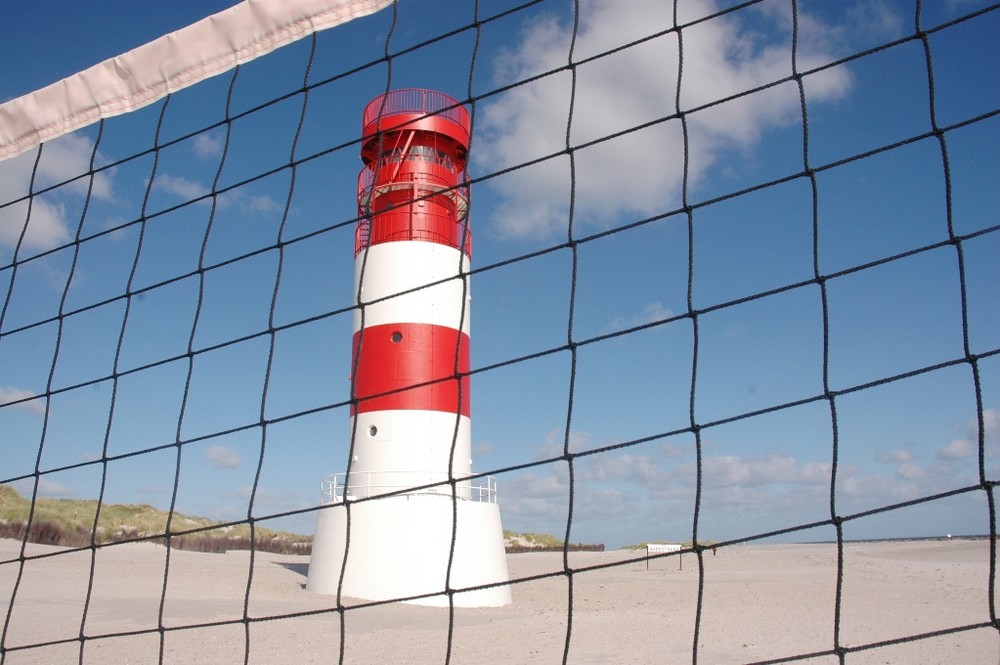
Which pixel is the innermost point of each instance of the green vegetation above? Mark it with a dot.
(541, 542)
(70, 523)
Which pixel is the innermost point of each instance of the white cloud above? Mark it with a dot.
(651, 313)
(179, 186)
(46, 487)
(896, 456)
(34, 404)
(774, 469)
(208, 145)
(638, 173)
(239, 199)
(222, 457)
(958, 449)
(62, 159)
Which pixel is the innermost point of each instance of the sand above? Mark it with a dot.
(761, 602)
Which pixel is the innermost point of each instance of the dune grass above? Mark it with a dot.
(71, 523)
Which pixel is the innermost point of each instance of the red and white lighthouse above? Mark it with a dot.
(419, 525)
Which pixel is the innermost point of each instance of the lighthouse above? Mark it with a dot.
(408, 519)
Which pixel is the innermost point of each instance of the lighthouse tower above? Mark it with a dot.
(407, 514)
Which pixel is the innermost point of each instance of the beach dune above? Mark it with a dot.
(759, 603)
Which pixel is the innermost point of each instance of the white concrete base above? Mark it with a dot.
(400, 546)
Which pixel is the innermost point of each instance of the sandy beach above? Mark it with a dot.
(761, 603)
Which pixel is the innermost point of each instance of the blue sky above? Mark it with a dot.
(897, 441)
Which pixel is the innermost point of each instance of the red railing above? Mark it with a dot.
(416, 100)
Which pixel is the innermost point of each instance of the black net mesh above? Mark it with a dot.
(693, 237)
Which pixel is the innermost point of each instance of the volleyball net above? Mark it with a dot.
(734, 274)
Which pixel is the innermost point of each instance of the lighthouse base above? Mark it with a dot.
(400, 547)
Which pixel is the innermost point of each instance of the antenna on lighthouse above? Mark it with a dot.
(408, 487)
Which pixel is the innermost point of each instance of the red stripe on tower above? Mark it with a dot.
(410, 476)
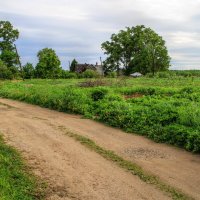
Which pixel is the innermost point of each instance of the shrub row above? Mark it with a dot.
(163, 119)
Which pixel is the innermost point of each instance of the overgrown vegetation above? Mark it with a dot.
(165, 110)
(16, 182)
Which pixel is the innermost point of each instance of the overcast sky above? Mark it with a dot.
(76, 28)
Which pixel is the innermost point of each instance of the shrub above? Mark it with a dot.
(5, 72)
(89, 74)
(111, 74)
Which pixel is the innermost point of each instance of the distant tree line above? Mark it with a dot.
(134, 49)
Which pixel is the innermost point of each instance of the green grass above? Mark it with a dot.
(16, 181)
(133, 168)
(167, 111)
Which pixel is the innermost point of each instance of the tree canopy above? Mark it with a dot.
(8, 35)
(136, 49)
(73, 65)
(48, 65)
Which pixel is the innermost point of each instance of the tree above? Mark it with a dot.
(136, 49)
(5, 72)
(28, 71)
(73, 65)
(8, 35)
(48, 65)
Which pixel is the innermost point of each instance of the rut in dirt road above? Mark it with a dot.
(31, 129)
(73, 171)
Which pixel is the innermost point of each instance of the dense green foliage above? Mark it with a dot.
(48, 65)
(73, 65)
(136, 49)
(8, 35)
(16, 183)
(166, 110)
(28, 71)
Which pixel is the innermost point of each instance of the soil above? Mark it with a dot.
(74, 172)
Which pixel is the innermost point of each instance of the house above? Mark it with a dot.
(80, 68)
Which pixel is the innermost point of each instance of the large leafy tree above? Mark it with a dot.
(48, 65)
(8, 35)
(136, 49)
(28, 71)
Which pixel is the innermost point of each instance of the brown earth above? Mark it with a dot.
(74, 172)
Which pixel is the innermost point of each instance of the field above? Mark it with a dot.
(164, 109)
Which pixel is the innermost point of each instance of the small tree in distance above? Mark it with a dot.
(73, 65)
(48, 65)
(136, 49)
(28, 71)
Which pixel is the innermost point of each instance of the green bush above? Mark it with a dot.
(5, 72)
(111, 74)
(89, 74)
(164, 114)
(98, 94)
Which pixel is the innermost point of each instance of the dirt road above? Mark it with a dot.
(74, 172)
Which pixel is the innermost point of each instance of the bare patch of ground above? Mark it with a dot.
(72, 171)
(33, 128)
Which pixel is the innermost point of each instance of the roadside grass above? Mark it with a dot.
(16, 181)
(133, 168)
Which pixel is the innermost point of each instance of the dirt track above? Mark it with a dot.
(75, 172)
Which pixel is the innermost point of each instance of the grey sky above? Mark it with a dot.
(76, 29)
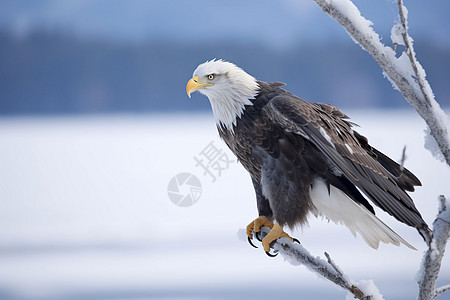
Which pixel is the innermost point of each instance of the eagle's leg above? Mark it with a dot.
(255, 225)
(275, 233)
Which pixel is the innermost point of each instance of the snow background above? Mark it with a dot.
(84, 214)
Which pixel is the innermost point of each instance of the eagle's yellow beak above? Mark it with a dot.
(193, 85)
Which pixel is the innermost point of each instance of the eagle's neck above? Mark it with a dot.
(228, 104)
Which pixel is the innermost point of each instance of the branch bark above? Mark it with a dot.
(296, 254)
(413, 86)
(431, 263)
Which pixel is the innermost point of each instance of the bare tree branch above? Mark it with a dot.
(419, 95)
(431, 263)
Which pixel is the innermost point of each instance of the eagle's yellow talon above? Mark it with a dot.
(275, 233)
(255, 225)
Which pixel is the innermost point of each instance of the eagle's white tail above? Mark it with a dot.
(339, 208)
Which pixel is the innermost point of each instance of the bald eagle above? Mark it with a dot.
(305, 157)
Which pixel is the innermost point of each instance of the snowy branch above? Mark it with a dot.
(296, 254)
(431, 262)
(405, 73)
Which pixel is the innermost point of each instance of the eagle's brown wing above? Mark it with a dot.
(349, 154)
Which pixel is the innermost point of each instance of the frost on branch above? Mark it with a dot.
(431, 263)
(408, 78)
(296, 254)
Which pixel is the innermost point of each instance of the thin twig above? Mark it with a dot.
(431, 263)
(411, 53)
(296, 254)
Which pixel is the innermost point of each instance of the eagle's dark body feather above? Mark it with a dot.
(285, 143)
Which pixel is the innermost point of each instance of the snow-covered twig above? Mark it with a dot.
(296, 254)
(431, 262)
(409, 79)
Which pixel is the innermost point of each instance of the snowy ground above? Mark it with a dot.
(85, 214)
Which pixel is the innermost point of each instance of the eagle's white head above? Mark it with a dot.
(227, 87)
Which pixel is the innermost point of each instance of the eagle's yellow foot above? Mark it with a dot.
(275, 233)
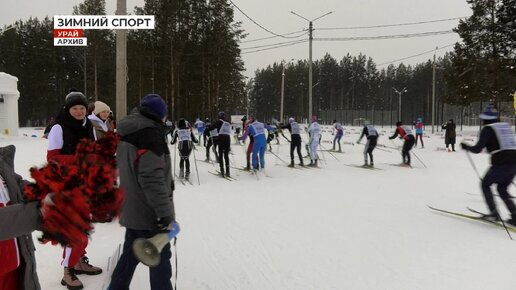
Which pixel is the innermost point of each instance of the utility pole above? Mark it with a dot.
(282, 91)
(283, 88)
(433, 92)
(310, 39)
(404, 90)
(121, 64)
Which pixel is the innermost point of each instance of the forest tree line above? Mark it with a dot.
(192, 58)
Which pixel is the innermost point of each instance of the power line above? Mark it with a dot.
(269, 37)
(415, 55)
(252, 20)
(274, 47)
(273, 44)
(389, 25)
(393, 36)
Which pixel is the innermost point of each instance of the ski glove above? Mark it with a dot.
(163, 224)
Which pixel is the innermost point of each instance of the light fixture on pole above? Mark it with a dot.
(404, 90)
(283, 88)
(310, 39)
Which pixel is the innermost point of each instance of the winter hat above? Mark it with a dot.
(156, 104)
(100, 107)
(490, 113)
(74, 99)
(181, 123)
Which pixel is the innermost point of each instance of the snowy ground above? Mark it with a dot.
(337, 227)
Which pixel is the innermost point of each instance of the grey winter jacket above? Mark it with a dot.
(19, 220)
(145, 172)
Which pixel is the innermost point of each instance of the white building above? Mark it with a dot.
(9, 96)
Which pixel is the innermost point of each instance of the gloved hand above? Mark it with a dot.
(163, 224)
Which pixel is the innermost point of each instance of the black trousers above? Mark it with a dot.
(502, 176)
(224, 144)
(407, 146)
(295, 144)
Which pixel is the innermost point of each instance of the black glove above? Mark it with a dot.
(163, 224)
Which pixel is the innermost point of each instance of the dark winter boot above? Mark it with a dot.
(84, 267)
(70, 280)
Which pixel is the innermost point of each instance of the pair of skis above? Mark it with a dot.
(478, 216)
(219, 174)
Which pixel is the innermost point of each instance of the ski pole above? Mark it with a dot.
(473, 165)
(329, 152)
(419, 159)
(196, 169)
(175, 155)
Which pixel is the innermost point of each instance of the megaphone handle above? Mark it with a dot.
(174, 231)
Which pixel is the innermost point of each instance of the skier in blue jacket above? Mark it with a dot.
(257, 130)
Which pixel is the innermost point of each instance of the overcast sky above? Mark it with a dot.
(274, 15)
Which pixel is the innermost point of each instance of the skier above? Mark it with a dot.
(200, 126)
(372, 137)
(450, 135)
(419, 131)
(499, 140)
(251, 142)
(340, 132)
(295, 142)
(405, 133)
(186, 137)
(257, 130)
(314, 132)
(223, 131)
(270, 135)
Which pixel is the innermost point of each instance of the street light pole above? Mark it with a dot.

#### WRITTEN TASK
Reproduce only the lines from the line containing "skis above? Mark it with a dot." to the last line of the material above, both of those lines included.

#### EXERCISE RESPONSE
Which pixel is the innermost point of each instance of the pair of skis above? Mark it with a dot.
(478, 216)
(219, 174)
Which pixel is the innermost point of each instance of the ski pole above? Mark it with a dot.
(473, 165)
(329, 152)
(419, 159)
(196, 169)
(175, 155)
Which pixel is the innermost point of each instance of the megaphone handle above? Mark it with a dot.
(174, 231)
Which pixel is the innermost point of each instance of the skier in blue jacket above? Mark it with a dot.
(257, 130)
Which pixel is the innermost point of each instance of the overcast sky above? Mark it with a dot.
(274, 15)
Which pixel is the innermost point of each instance of the skier above? Mark it with a dot.
(200, 126)
(372, 137)
(450, 135)
(419, 131)
(499, 140)
(251, 142)
(340, 132)
(295, 142)
(405, 133)
(186, 137)
(257, 130)
(314, 132)
(223, 131)
(270, 135)
Which pixel is the innermost point of each instance of the street light pole above? Mark it with a dot.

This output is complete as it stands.